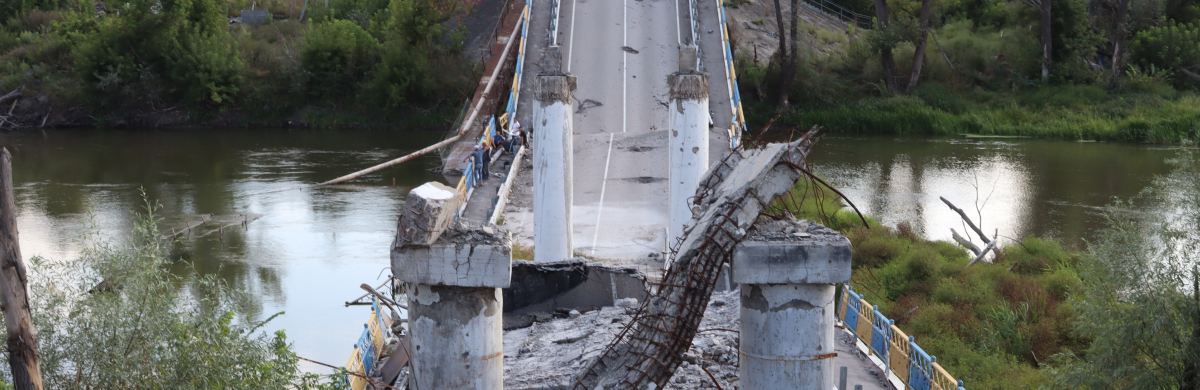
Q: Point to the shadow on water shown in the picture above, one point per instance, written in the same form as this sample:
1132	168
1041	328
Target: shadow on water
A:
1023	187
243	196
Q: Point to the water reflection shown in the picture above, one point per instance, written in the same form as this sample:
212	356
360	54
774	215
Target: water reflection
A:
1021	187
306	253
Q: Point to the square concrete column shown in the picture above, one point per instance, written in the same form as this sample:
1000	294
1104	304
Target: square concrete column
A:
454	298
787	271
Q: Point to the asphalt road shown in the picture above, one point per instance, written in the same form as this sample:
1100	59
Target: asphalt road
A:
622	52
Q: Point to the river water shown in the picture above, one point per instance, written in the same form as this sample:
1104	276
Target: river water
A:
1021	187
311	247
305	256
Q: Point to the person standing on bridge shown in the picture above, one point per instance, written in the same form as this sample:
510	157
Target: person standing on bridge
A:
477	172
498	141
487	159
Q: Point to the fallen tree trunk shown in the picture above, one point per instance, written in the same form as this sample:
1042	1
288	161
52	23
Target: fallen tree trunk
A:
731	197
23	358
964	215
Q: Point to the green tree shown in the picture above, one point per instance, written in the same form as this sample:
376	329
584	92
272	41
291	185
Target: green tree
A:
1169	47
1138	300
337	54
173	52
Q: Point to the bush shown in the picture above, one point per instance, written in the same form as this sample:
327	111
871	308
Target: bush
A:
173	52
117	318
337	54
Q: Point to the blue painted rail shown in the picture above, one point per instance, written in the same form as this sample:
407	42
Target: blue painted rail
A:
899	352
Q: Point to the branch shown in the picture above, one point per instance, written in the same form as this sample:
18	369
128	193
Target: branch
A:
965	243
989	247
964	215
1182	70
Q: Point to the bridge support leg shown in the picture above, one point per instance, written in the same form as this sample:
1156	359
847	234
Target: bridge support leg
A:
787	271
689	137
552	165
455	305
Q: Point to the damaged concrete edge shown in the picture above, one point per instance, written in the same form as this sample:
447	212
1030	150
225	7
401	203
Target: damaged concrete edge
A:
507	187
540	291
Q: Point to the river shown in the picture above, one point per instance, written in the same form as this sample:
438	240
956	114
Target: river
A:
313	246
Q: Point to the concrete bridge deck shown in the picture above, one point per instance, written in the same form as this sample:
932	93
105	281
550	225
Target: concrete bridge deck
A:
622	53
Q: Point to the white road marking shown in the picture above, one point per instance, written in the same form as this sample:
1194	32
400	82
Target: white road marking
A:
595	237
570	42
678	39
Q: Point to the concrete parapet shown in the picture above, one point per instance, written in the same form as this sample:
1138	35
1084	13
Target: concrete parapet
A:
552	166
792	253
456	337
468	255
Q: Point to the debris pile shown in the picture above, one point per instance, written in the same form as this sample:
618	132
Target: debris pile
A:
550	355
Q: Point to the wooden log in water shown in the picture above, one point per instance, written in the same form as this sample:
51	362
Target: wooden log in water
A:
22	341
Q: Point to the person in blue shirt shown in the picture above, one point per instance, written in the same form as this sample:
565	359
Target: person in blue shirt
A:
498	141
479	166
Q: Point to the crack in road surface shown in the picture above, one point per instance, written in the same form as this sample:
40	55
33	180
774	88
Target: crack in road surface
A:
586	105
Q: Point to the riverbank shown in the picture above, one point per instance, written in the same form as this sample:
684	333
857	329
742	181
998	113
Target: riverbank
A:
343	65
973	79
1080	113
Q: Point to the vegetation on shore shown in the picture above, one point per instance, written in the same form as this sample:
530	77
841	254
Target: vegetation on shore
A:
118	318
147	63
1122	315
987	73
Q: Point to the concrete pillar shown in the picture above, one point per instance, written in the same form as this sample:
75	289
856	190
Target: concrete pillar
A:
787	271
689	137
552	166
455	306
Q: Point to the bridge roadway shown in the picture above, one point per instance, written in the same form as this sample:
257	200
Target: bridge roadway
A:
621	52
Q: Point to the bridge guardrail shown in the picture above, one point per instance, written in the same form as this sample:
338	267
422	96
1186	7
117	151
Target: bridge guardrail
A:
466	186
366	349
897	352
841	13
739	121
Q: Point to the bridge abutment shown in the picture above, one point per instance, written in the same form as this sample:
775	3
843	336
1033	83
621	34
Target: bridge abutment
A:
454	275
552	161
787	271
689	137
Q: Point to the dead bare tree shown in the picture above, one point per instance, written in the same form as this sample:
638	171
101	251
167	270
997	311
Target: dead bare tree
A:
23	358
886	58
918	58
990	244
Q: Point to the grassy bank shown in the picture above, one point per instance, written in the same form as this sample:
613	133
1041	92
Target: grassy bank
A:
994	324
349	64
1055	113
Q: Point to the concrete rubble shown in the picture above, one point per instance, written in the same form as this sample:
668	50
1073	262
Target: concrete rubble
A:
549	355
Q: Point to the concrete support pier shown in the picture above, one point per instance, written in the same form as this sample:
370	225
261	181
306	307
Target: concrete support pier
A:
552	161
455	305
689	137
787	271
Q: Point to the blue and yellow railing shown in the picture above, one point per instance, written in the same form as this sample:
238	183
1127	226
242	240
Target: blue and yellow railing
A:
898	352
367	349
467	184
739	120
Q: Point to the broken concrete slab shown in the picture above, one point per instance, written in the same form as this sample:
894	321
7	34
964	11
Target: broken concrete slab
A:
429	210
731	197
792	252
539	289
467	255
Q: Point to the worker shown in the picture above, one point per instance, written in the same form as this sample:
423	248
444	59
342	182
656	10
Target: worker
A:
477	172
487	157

####

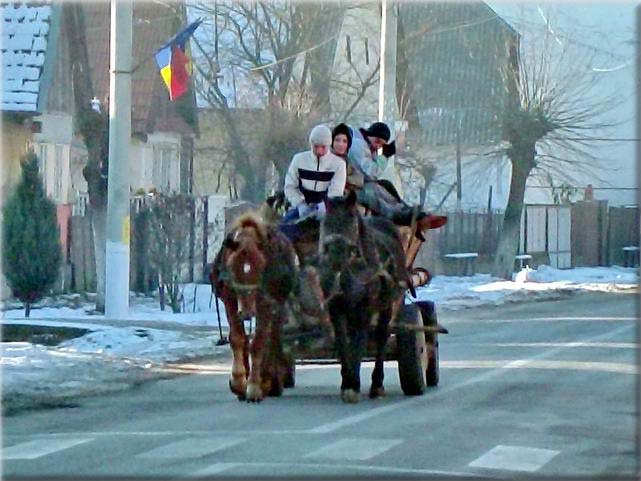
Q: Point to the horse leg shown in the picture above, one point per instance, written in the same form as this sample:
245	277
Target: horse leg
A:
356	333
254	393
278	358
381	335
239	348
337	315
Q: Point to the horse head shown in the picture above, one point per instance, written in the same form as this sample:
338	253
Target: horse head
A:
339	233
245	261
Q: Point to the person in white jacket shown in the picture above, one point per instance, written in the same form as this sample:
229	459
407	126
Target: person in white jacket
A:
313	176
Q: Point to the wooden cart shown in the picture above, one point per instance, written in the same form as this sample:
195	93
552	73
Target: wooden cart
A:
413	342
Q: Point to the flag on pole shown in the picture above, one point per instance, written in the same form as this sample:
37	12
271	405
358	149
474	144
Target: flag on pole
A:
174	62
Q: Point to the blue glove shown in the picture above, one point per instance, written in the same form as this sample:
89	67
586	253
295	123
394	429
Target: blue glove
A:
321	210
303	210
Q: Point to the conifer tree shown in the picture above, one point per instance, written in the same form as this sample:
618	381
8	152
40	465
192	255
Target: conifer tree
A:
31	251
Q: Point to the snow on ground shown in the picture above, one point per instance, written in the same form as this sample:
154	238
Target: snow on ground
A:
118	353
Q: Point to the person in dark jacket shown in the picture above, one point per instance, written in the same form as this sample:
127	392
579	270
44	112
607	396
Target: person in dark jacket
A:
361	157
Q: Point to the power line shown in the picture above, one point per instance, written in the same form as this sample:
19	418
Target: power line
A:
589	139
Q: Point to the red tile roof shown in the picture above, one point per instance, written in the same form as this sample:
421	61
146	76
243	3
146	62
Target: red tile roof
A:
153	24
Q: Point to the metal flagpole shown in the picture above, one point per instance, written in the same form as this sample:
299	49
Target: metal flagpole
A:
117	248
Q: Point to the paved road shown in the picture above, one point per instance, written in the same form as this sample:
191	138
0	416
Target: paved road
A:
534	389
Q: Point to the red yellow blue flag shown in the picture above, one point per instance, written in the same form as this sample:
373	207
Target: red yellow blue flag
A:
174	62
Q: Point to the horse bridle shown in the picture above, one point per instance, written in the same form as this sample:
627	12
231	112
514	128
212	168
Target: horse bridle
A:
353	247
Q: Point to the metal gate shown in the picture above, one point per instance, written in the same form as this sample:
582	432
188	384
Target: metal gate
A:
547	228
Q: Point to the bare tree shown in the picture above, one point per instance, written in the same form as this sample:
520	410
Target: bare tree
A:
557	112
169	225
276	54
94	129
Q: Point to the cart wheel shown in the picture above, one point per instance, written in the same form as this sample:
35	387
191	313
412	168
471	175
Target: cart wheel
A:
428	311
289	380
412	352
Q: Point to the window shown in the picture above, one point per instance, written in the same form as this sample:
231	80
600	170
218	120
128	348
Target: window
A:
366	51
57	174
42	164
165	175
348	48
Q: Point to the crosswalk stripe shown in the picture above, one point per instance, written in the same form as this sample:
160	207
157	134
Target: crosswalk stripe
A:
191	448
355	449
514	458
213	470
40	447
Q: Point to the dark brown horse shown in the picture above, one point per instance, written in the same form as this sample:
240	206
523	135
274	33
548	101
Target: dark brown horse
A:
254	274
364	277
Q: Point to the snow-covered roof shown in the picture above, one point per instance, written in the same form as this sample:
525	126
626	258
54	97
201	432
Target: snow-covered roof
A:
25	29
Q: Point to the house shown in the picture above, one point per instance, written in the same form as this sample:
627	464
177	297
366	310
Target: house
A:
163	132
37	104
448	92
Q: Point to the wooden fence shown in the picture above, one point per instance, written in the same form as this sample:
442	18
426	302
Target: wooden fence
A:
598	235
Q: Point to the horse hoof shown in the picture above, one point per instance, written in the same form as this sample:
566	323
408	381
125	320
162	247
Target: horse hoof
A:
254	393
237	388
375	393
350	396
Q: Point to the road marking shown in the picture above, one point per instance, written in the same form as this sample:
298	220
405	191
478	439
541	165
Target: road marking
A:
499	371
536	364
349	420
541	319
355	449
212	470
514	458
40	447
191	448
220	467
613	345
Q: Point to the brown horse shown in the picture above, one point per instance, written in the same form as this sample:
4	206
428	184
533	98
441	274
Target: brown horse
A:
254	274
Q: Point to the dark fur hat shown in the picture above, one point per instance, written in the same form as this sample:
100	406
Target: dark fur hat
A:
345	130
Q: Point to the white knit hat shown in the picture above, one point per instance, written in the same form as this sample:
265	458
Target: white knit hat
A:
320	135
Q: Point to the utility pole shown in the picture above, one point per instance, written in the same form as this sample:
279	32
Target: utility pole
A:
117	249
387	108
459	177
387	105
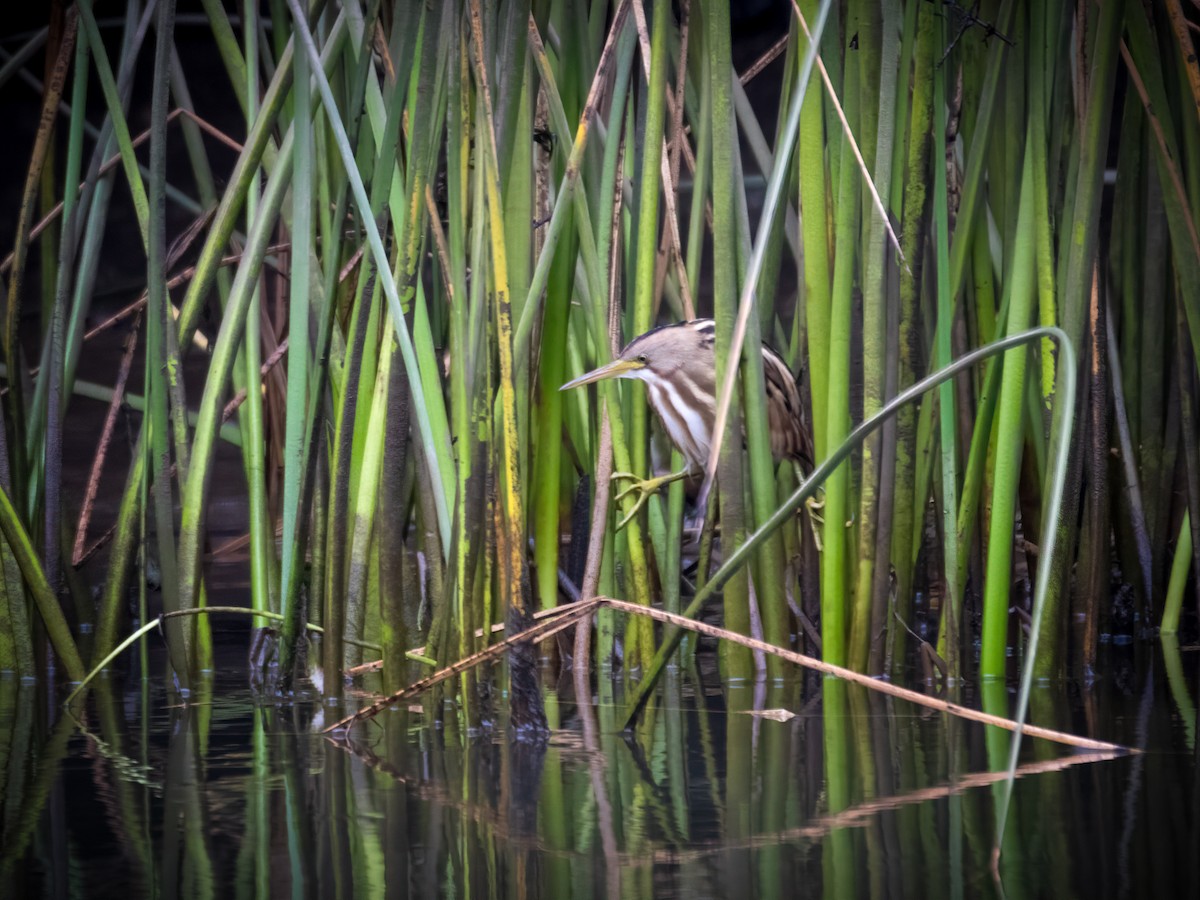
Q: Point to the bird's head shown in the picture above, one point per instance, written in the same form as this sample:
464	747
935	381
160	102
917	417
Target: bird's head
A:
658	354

####

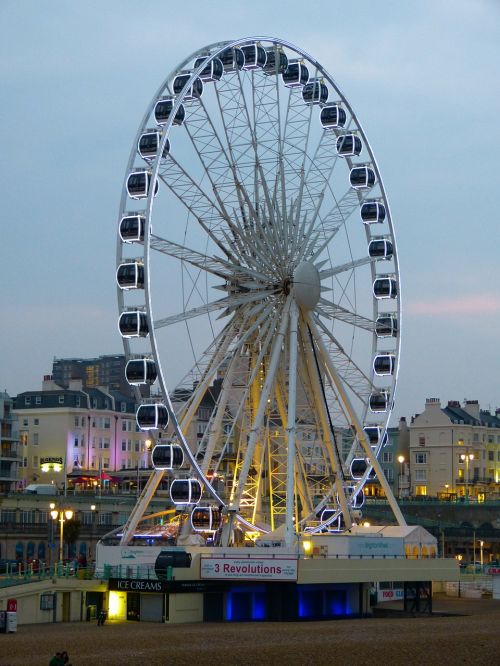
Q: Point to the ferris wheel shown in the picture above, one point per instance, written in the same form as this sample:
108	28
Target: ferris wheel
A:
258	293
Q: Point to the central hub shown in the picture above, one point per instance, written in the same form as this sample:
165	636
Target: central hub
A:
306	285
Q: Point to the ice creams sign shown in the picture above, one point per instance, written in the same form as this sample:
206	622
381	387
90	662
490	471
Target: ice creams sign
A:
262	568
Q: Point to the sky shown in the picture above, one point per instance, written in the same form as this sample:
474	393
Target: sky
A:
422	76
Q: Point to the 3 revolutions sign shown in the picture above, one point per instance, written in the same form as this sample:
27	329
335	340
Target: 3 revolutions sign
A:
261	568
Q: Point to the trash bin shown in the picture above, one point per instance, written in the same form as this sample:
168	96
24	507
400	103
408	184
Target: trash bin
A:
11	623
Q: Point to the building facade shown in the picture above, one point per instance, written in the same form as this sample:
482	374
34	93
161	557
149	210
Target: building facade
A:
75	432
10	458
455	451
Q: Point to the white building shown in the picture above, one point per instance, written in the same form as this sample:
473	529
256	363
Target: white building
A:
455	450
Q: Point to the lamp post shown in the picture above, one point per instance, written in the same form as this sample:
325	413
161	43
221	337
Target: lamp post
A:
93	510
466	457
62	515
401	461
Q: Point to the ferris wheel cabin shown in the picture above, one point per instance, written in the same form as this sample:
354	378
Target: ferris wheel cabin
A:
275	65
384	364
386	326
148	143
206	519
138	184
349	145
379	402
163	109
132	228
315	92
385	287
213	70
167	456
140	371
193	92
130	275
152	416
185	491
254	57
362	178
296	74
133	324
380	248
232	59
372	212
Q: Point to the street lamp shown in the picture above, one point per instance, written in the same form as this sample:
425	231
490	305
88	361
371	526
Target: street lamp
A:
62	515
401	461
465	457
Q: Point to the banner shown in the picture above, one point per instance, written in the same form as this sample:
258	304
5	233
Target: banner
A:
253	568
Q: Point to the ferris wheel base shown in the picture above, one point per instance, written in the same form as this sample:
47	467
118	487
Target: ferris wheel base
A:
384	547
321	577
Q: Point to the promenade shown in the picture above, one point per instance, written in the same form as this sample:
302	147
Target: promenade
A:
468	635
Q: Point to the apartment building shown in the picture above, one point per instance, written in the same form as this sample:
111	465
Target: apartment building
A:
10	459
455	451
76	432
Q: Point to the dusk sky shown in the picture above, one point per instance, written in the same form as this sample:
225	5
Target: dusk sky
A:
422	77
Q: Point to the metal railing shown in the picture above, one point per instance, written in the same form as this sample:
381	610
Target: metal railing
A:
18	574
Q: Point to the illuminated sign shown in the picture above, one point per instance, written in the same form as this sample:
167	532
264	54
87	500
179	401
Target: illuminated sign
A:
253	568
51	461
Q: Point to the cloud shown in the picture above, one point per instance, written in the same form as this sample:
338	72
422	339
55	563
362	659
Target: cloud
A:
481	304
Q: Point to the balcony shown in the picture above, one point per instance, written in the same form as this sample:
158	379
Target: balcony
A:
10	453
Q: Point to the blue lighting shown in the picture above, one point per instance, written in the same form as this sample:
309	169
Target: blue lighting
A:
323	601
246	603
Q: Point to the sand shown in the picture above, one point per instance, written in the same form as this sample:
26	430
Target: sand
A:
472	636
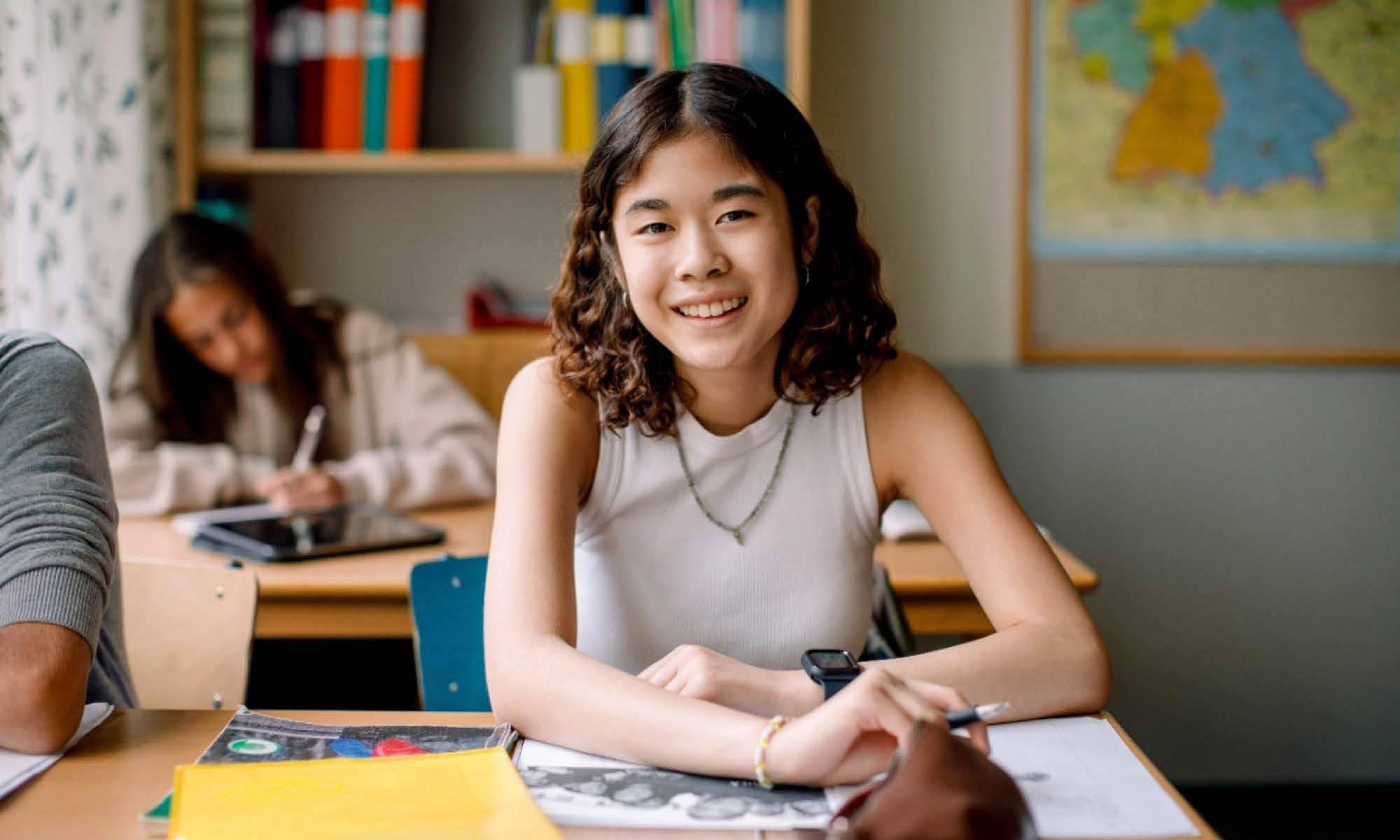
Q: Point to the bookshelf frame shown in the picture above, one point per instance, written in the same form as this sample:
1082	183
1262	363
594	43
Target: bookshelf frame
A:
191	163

####

Stated task: Which lines in the entries above contain the word "pier"? Pull out each of them in full.

Correct response:
Q: Point to the concrete support pier shown in the picture above, one point per instance, written in the same form as this sample:
Target: concrete support pier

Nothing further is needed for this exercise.